### [Exercise goal]
Copy the stretch of items from the line containing "of the decorative" through the end of the items, swapping "coffee maker" for "espresso machine" and leaving everything else unchanged. Leave the pictures out of your answer.

--- begin Stored records ---

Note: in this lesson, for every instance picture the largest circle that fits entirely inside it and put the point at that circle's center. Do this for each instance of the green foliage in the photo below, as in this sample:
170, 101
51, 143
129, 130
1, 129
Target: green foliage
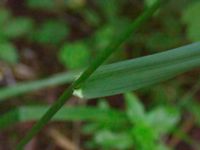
8, 53
44, 4
133, 127
134, 108
17, 27
5, 15
137, 73
74, 55
191, 18
109, 140
51, 32
31, 113
163, 119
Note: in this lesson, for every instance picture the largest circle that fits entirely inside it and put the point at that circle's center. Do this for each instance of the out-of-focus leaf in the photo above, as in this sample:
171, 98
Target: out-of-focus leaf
134, 108
75, 4
191, 18
33, 113
109, 140
194, 108
141, 72
44, 4
163, 119
51, 32
144, 137
18, 27
5, 15
8, 53
24, 87
74, 55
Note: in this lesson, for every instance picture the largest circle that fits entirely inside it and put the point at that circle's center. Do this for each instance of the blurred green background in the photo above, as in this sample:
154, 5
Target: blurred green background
39, 38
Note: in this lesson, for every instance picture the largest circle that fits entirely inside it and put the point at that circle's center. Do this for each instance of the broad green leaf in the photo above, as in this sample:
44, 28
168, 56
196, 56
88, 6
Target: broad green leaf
140, 72
51, 32
191, 18
18, 27
74, 55
134, 108
163, 119
8, 53
33, 113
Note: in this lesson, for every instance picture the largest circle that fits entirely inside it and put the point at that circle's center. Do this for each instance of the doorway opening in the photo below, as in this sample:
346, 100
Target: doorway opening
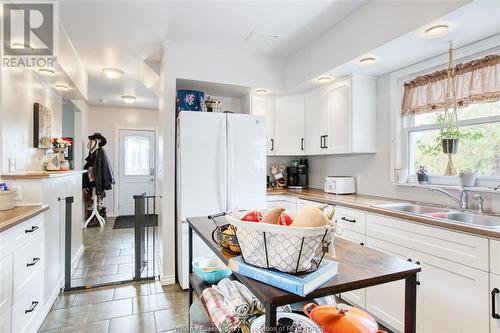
124, 248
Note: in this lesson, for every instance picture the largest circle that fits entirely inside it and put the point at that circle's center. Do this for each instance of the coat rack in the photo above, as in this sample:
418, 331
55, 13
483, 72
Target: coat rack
95, 212
92, 145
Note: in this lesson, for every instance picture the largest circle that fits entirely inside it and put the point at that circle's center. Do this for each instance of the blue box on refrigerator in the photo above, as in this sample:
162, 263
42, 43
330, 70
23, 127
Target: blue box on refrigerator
190, 100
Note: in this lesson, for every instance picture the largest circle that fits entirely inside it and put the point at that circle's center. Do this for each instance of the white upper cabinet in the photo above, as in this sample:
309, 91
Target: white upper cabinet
338, 140
289, 126
341, 118
264, 106
316, 121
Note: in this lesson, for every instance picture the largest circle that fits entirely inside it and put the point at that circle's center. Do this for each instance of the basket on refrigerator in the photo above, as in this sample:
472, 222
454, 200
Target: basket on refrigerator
294, 250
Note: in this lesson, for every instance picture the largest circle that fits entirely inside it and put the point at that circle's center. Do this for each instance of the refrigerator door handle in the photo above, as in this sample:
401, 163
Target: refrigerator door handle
227, 164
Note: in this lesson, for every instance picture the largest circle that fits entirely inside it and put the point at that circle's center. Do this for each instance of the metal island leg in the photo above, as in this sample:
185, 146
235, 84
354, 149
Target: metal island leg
410, 303
270, 318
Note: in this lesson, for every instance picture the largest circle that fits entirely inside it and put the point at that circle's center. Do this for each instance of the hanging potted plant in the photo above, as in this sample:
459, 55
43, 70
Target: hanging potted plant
422, 175
467, 177
449, 135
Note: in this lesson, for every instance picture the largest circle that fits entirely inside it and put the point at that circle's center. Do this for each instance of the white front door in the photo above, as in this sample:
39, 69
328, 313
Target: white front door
136, 167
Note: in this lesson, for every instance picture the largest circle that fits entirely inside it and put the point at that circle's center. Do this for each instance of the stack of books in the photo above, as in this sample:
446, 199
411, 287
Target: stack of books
300, 285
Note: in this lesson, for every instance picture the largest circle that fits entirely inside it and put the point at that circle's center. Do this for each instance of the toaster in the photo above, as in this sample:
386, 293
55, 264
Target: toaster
340, 185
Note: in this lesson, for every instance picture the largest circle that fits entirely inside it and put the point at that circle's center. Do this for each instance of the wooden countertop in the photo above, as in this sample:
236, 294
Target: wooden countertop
359, 267
366, 203
12, 217
40, 174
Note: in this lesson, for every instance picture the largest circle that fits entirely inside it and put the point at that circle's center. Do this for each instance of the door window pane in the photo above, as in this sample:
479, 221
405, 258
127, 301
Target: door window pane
137, 155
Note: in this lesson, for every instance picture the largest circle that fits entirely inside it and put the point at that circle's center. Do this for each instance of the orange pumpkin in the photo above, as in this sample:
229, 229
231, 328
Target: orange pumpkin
341, 318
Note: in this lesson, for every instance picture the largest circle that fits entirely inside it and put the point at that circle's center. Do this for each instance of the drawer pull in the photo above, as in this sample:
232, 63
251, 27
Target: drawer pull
33, 228
494, 313
32, 308
33, 263
348, 220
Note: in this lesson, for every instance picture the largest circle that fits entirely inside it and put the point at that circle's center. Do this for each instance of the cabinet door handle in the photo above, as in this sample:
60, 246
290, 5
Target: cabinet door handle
33, 263
348, 220
32, 308
494, 313
33, 228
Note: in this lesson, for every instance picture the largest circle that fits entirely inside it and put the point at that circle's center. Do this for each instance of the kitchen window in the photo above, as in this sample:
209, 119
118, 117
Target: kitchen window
478, 149
422, 93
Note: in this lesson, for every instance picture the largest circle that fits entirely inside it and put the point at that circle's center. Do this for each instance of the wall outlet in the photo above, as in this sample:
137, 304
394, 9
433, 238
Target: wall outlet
18, 193
357, 178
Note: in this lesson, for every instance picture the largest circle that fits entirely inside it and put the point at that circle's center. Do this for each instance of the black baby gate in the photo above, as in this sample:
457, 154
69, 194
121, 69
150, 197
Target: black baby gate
146, 227
145, 242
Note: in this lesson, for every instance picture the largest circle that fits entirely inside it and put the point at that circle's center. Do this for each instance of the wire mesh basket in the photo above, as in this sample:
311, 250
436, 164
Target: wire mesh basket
294, 250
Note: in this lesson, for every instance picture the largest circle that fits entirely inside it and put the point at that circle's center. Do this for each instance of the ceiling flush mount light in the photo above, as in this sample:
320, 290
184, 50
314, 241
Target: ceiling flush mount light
113, 73
367, 61
324, 79
47, 71
128, 99
437, 31
62, 87
261, 37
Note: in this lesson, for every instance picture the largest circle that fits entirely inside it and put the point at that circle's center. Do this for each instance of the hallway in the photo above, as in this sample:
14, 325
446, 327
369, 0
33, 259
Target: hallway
139, 307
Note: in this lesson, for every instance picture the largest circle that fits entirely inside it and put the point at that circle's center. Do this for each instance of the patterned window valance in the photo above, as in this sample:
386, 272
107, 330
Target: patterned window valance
475, 82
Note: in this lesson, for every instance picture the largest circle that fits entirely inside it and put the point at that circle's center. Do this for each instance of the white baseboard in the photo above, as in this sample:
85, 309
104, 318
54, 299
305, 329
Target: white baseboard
44, 311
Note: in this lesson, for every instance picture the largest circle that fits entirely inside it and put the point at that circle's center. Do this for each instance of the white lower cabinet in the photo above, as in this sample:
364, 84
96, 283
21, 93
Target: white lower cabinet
22, 278
354, 297
27, 305
495, 303
386, 302
5, 293
452, 298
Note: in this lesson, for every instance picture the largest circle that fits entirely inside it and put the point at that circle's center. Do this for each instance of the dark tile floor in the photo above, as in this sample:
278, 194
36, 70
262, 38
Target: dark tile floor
138, 307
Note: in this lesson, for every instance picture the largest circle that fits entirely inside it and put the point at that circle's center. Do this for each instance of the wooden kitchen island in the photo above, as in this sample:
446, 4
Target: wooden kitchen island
359, 267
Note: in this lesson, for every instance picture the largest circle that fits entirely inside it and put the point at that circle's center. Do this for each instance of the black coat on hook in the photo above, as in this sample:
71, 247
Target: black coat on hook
99, 172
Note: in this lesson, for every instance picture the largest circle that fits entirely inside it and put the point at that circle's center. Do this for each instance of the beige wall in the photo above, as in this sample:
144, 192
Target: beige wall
107, 121
21, 88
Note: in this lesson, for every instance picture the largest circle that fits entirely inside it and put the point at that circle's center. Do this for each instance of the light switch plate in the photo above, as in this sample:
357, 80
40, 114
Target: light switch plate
18, 193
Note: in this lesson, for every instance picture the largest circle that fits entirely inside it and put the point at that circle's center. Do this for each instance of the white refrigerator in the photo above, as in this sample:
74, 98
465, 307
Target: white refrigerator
221, 166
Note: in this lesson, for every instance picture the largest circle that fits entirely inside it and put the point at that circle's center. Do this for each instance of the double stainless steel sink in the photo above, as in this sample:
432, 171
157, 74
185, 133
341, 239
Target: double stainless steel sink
457, 216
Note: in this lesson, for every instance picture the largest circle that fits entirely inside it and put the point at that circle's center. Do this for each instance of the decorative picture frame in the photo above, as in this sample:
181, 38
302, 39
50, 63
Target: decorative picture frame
42, 124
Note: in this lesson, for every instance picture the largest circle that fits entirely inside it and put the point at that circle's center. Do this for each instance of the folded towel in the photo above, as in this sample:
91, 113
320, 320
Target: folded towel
232, 298
222, 317
249, 297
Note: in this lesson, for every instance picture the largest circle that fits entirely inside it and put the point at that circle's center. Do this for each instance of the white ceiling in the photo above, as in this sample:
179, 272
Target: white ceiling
124, 33
414, 47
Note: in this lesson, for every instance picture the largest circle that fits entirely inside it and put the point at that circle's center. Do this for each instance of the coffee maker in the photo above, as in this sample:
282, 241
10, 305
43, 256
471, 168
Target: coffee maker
296, 175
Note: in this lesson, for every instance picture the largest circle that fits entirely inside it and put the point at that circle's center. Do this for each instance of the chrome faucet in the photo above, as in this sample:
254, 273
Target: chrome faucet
479, 203
462, 201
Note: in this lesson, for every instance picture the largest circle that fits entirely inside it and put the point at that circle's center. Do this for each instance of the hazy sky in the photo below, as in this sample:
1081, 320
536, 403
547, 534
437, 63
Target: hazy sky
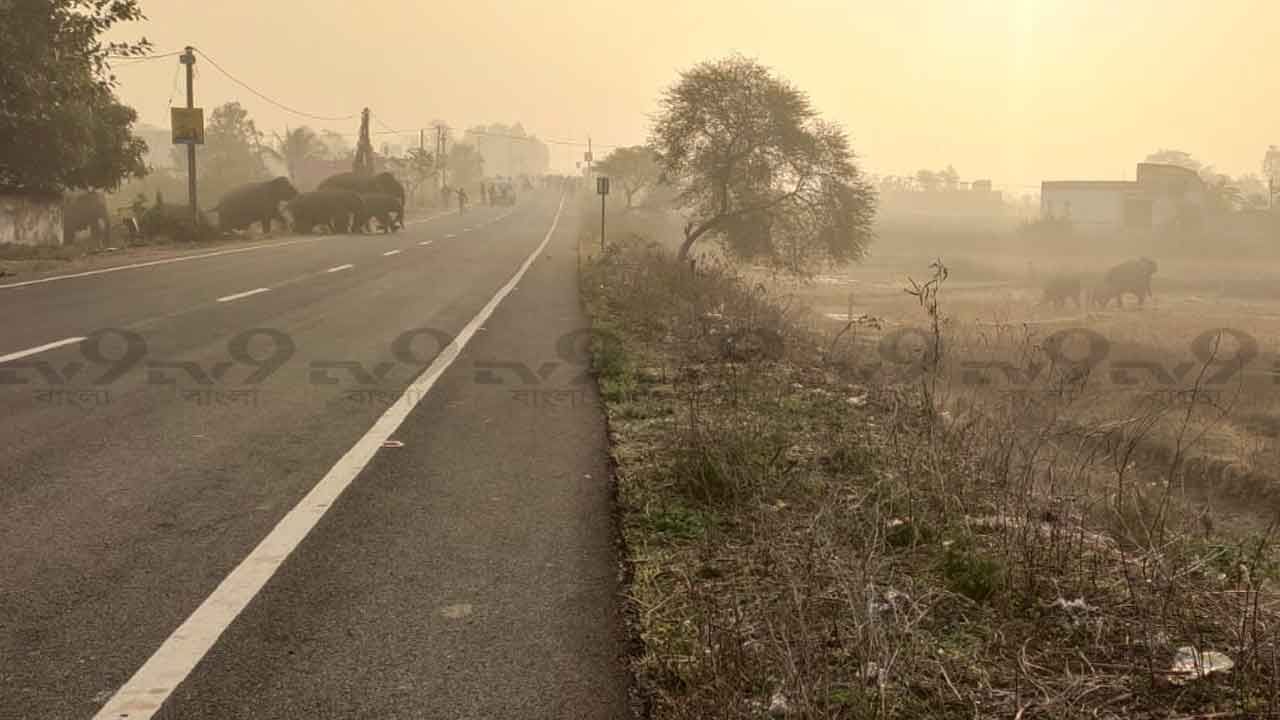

--- end Stored records ---

### [Response to this task]
Note: in this lesson, for every instance picture the largest circle that fits entirely inside it and put the point at that circle's center. Do this for each instance of the decorative picture frame in the photo above, as in this sample:
181, 38
302, 39
50, 63
Target: decorative picture frame
42, 124
Note: in this lesson, for every instance picture the largest circle that fits entirely inside it and put the point at that circle's center. Do this for each instance of the folded towel in the photo above, as in this sample:
91, 113
320, 320
Target: folded towel
232, 298
222, 317
249, 297
Note: in this lesson, for every instance picture the largest circle that fits entirely inside it and put the point at that circle's center. Do this for each instance of the white ceiling in the photo above, as in this sample:
179, 272
Target: white ceiling
124, 33
414, 47
Note: in this lesson, for every instance picture the largest circle that fits entirely inside it and put the point at that circle's center. Do this for each instance of the espresso machine in the photo above, as in this sample:
282, 241
10, 305
43, 256
471, 168
Target: espresso machine
296, 175
Note: in this lesson, for every instance picture the largest circle that fits entirely inside it and put the point at that circle's center. Do this for each instance of the chrome faucet in the photo above, as in this sample:
254, 273
Target: chrome faucet
479, 203
462, 201
Note: in this lesson, for every instance picture the largest circle that fits entirely inside it and put the point at that circle's center. Do this for each instance of the hazy sky in the photo below, as in this sample:
1081, 320
536, 403
547, 534
437, 63
Target: hazy sky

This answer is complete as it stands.